Provided data –
☆ ☆ ☆ ☆ ☆ ☆ ☆
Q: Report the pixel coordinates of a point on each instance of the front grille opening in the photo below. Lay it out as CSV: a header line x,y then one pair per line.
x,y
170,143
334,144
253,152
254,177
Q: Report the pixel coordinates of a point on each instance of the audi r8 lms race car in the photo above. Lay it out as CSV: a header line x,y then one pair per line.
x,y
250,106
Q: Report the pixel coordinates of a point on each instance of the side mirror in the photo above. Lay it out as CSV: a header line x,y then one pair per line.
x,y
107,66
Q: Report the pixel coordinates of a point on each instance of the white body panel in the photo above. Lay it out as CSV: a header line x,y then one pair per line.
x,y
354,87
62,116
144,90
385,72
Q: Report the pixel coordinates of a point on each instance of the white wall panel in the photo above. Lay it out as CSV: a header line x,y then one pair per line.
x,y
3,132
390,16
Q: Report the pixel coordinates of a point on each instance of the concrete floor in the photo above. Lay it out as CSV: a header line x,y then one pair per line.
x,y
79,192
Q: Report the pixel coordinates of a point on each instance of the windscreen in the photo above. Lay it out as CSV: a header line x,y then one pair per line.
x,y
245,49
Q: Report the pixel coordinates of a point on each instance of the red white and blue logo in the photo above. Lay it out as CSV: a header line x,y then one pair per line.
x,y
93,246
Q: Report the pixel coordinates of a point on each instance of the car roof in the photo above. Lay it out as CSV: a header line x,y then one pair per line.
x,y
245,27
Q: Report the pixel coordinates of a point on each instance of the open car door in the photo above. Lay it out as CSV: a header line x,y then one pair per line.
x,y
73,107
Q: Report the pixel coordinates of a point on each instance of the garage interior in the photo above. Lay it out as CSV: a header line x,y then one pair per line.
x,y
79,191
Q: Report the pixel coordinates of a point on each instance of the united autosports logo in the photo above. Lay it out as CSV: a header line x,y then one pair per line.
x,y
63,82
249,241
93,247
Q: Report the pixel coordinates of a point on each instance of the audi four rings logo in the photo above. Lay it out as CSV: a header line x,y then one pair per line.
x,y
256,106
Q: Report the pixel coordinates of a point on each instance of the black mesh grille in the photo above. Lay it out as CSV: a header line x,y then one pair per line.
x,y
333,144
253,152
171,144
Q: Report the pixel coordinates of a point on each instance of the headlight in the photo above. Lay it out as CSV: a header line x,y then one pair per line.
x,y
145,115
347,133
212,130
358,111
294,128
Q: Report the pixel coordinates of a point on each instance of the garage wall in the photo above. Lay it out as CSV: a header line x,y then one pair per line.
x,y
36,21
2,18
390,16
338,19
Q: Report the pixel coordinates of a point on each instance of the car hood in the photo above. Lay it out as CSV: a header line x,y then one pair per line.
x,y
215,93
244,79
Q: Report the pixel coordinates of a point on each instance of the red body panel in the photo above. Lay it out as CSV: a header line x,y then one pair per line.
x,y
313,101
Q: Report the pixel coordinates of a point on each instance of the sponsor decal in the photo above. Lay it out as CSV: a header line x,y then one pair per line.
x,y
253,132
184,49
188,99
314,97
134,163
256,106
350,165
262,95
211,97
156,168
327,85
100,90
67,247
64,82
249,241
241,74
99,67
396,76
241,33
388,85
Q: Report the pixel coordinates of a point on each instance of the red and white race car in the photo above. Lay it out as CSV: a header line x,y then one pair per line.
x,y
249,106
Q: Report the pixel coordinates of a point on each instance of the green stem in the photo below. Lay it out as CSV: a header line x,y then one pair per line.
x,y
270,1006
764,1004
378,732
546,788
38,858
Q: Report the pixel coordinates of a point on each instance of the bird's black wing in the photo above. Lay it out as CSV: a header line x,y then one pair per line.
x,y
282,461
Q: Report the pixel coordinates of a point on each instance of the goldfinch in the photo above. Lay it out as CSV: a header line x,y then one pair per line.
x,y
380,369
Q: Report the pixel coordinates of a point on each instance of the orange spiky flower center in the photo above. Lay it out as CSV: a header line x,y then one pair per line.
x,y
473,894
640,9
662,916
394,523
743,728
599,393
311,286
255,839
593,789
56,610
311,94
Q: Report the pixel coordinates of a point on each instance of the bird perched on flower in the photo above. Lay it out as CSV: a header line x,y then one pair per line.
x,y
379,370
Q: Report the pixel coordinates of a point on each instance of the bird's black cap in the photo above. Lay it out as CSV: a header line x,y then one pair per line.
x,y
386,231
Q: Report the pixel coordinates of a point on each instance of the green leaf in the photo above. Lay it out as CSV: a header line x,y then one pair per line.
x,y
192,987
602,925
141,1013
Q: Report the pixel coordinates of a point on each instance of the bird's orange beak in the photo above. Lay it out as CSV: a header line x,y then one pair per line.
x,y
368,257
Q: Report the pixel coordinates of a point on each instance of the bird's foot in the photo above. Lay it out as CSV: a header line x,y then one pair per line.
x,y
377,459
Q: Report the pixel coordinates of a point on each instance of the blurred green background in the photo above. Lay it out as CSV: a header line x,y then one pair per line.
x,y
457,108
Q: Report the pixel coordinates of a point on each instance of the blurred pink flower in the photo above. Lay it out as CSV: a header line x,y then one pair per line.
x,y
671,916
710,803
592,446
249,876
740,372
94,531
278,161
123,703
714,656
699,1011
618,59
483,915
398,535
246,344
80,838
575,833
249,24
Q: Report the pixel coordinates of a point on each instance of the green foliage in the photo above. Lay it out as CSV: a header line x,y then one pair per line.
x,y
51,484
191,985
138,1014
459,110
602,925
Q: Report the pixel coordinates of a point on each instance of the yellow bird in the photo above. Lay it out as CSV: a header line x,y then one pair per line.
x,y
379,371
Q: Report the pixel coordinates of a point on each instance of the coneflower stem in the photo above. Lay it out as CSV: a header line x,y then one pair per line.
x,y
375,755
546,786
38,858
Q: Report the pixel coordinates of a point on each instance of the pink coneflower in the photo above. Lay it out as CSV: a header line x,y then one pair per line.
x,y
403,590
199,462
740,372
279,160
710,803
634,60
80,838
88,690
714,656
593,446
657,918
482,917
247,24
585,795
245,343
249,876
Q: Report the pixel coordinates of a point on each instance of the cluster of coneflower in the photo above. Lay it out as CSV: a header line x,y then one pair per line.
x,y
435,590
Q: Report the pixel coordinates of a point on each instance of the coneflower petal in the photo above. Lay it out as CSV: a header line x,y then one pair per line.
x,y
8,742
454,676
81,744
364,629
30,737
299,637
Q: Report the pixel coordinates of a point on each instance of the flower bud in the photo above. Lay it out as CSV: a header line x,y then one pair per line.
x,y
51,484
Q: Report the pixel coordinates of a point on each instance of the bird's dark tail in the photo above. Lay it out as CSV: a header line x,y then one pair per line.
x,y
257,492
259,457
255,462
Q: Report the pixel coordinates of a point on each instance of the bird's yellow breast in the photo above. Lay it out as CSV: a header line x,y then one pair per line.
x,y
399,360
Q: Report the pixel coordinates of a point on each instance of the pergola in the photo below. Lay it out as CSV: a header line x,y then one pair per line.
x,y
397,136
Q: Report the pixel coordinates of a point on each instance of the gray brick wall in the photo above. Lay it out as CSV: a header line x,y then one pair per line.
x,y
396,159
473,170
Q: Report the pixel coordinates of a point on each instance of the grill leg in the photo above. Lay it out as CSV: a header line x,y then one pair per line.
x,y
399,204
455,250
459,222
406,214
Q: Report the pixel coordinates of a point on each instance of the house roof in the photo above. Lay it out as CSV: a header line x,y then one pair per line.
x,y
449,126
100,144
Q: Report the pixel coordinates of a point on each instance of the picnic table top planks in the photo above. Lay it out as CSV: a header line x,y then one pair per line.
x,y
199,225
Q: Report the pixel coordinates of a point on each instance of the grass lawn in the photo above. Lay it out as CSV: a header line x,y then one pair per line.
☆ ☆ ☆ ☆ ☆ ☆ ☆
Activity – Please give an exact copy of every entry.

Problem solution –
Q: Report the pixel coordinates of a point on each instance of the front grille opening in the photo below. Lay it out as CSV: a header line x,y then one pair per line.
x,y
170,143
334,144
253,152
254,177
Q: Report the pixel coordinates of a point on each instance of the audi r8 lms race car in the photo above. Lay it out as CSV: a header line x,y then one pair per line.
x,y
250,106
Q: Report the pixel coordinates of a point on each instance of the side mirror in the photo above. Lay it out as CSV: a header line x,y then one pair per line.
x,y
107,66
Q: Report the pixel coordinates of a point on each instance of the white body panel in the photo above. Lay it out as CSV: a header line x,y then one pair per line.
x,y
354,87
62,116
144,90
385,72
Q: Report the pixel coordinates of a point on each instance of the white wall panel in the photo above. Lay it out as CSV: a header line x,y then one pair per line.
x,y
3,132
390,16
Q: Report the pixel coordinates of a point on each instance of the concrete floor in the photo above. Lay it out as CSV: a header line x,y then one pair per line.
x,y
79,192
Q: Report the pixel coordinates of a point on each instance of the windscreen in the photo above. Lay it out as CSV: a header line x,y then one pair per line.
x,y
245,49
Q: Report the pixel coordinates of a point on each instance of the red white and blue logo in the photo above. Lay it out as CSV: a header line x,y then one pair per line.
x,y
93,246
Q: Report the pixel coordinates of a point on each instance of the car roof in the photo above. Lay it out as CSV: a header line x,y then one pair per line.
x,y
245,27
Q: Report the pixel coordinates of a point on each instance of the open car door in the photo above. Lay it out as CSV: a header line x,y then one pair per line.
x,y
73,107
Q: Report the pixel coordinates of a point on each instance of the garage interior in the photo above. Lay it out as CSV: a header line x,y then one pair per line.
x,y
79,191
Q: Report the pixel coordinates of a point on each instance of the united autosports logo in the photo above. Lay it out as CSV: a header line x,y then one pair per line.
x,y
63,82
249,241
93,247
Q: Report the pixel coordinates of a point on each instance of the audi four rings logo in the photo above. Lay it out as CSV: a header line x,y then one pair per line.
x,y
256,106
Q: Report the pixel coordinates of a point on each instance of the black mesh grille in the photo above. Lay it out as CSV: a header line x,y then one pair per line.
x,y
333,144
253,152
171,144
Q: Report the pixel coordinates of a point on each instance of the headlight in the photo above. Lay it out as CSV: a header line x,y then one pair per line.
x,y
145,115
347,133
212,130
358,111
294,128
Q: Report the pixel coordinates of a point on each instance of the garage wall in the photo above. Lay it out as CSV: a header line x,y then one pair per line.
x,y
36,21
2,18
390,16
338,19
Q: Report the pixel coordinates of a point on each instance of the car hood in the photo above. Lay it out as CSV: a header line x,y then one pair per line.
x,y
215,93
244,79
Q: Report the pixel coordinates of a point on each instance of the red body panel in the photo above. Lay it out as CSV: a header line x,y then one pair per line.
x,y
313,101
Q: Report the pixel coordinates of a point on each instance of the sponsor decal in the photo above. Lay it out as CSV: a header line x,y then one pair per line.
x,y
253,132
184,49
188,99
314,97
134,163
256,106
350,165
262,95
211,97
156,168
327,85
100,90
67,247
64,82
249,241
241,74
99,67
396,76
241,33
388,85
Q: Report the pixel coordinates of a point on each instance of the red and white race car in the photo above. Lay it out as CSV: a header line x,y then one pair per line.
x,y
249,106
Q: Report the pixel coordinates of a point on each instance of the green stem in the photo below. Lay it out as CSV: a header line x,y then one pair per line.
x,y
270,1006
764,1004
378,732
546,788
38,858
Q: Report the pixel coordinates of a point on each instance of the bird's black wing in the photo above. Lay it out as CSV: a header line x,y then one pair per line.
x,y
282,461
Q: Report the pixel coordinates of a point on each instance of the goldfinch in the photo above. Lay it out as CSV: a header line x,y then one pair per line.
x,y
380,369
Q: Report the pixel coordinates of a point on each instance of the orange spiky flower center in the photo above. Lay it out as CSV: a header line x,y then one pair per line.
x,y
473,894
640,9
662,916
394,523
743,728
599,393
311,286
255,839
593,789
56,610
311,94
Q: Report the pixel coordinates of a point on each instance of the bird perched on flower in the photo above. Lay it out as CSV: a header line x,y then one pair per line.
x,y
379,370
Q: Report the pixel coordinates of a point on each instance of the bird's black cap in the photo above. Lay it out as CSV: a header line x,y then one pair per line.
x,y
386,231
Q: Report the pixel coordinates of a point on each instance of the green leaf in the photo above. Lay it out as CSV: a header line x,y then one pair per line.
x,y
192,987
602,925
141,1013
Q: Report the pixel coordinates of a point on each instance of the bird's orange beak in the photo above. Lay it out as CSV: a header line x,y then one pair per line.
x,y
368,257
Q: Report the pixel coordinates of a point on each instance of the bird's foot in the photo above. Lay it out as CSV: a header line x,y then one pair per line.
x,y
377,459
Q: Report the pixel coordinates of a point on each instance of the blurred green background in the photo above. Lay it out as CSV: a header line x,y then one pair per line.
x,y
457,108
Q: Report the pixel coordinates of a point on each instance of the blurred pink flower in the photo above. Lay it out as CSV: a header line x,y then one pair per line.
x,y
671,916
710,803
592,446
249,876
740,372
94,531
278,161
123,703
714,656
699,1011
618,59
483,915
398,535
246,344
80,838
575,833
249,24
Q: Report the pixel coordinates of a point on each instance of the green foliage in the photo above. Lay it out as CSV: a header line x,y then one pair per line.
x,y
51,484
191,985
138,1014
459,110
602,925
Q: Report the pixel coordinates of a point on each instance of the yellow bird in the photo above. Lay it out as CSV: a header line x,y then one pair per line.
x,y
379,371
Q: Report the pixel coordinates of a point on each instance of the coneflower stem in the photo above. Lay it out as CSV: a header line x,y then one pair per line.
x,y
375,755
546,786
38,858
Q: Report the pixel coordinates of a point on each instance of the pink coneflower in the photo above. Lay it out as CSV: a header line x,y then one pair per line.
x,y
403,590
199,462
740,372
279,160
710,803
634,60
80,838
88,690
714,656
593,446
657,918
482,917
247,24
585,795
245,343
249,876
Q: Report the pixel coordinates of a point on each instance of the cluster of coneflower in the photo above. Lay it out as CSV: a header line x,y then one pair per line.
x,y
435,590
Q: Report the pixel coordinates of a point on each instance of the coneflower petal in the photo above. Lay it out as CSV: a header line x,y then one pair per line.
x,y
8,742
454,676
81,744
364,629
30,737
299,637
Q: Report the pixel coordinates of a point on each instance of the flower bud in the photo above. Lay it out as CSV: a header line x,y then one pair per line.
x,y
51,484
Q: Report the pixel coordinates of a point on each instance of the bird's dark tail in the photo above. Lay it out as CSV: a header line x,y then one pair per line.
x,y
257,492
259,457
255,462
Q: Report the pixel coordinates of a point on each instance of the bird's yellow breast in the photo above. Lay it out as CSV: a header line x,y then one pair per line.
x,y
399,360
Q: Report the pixel coordinates of a point on each instance of the pergola in the photo below. Lay it out as CSV: a header line x,y then one pair per line.
x,y
397,136
Q: Report the pixel coordinates of a point on each instance of the gray brick wall in the photo above. Lay it out as CSV: a header line x,y then one pair per line.
x,y
396,159
473,170
Q: Report the pixel coordinates of a point on each instance of the grill leg in the photo above. Lay it out as CSV: a header line x,y then one pair per line.
x,y
399,204
455,250
459,222
406,214
Q: Report the pixel coordinates of a point on each instance of the house roof in the photo above. Lay it out as CSV: a header line x,y then one pair per line.
x,y
449,126
100,144
Q: Report the pixel coordinates of a point on each instance of the picnic table top planks in the photo above. Lay it out as CSV: a header line x,y then one pair per line.
x,y
199,225
Q: Report the pixel coordinates of a point on each instance of the grass lawn in the photo above. Lay it out as CSV: a header line x,y then one pair per line.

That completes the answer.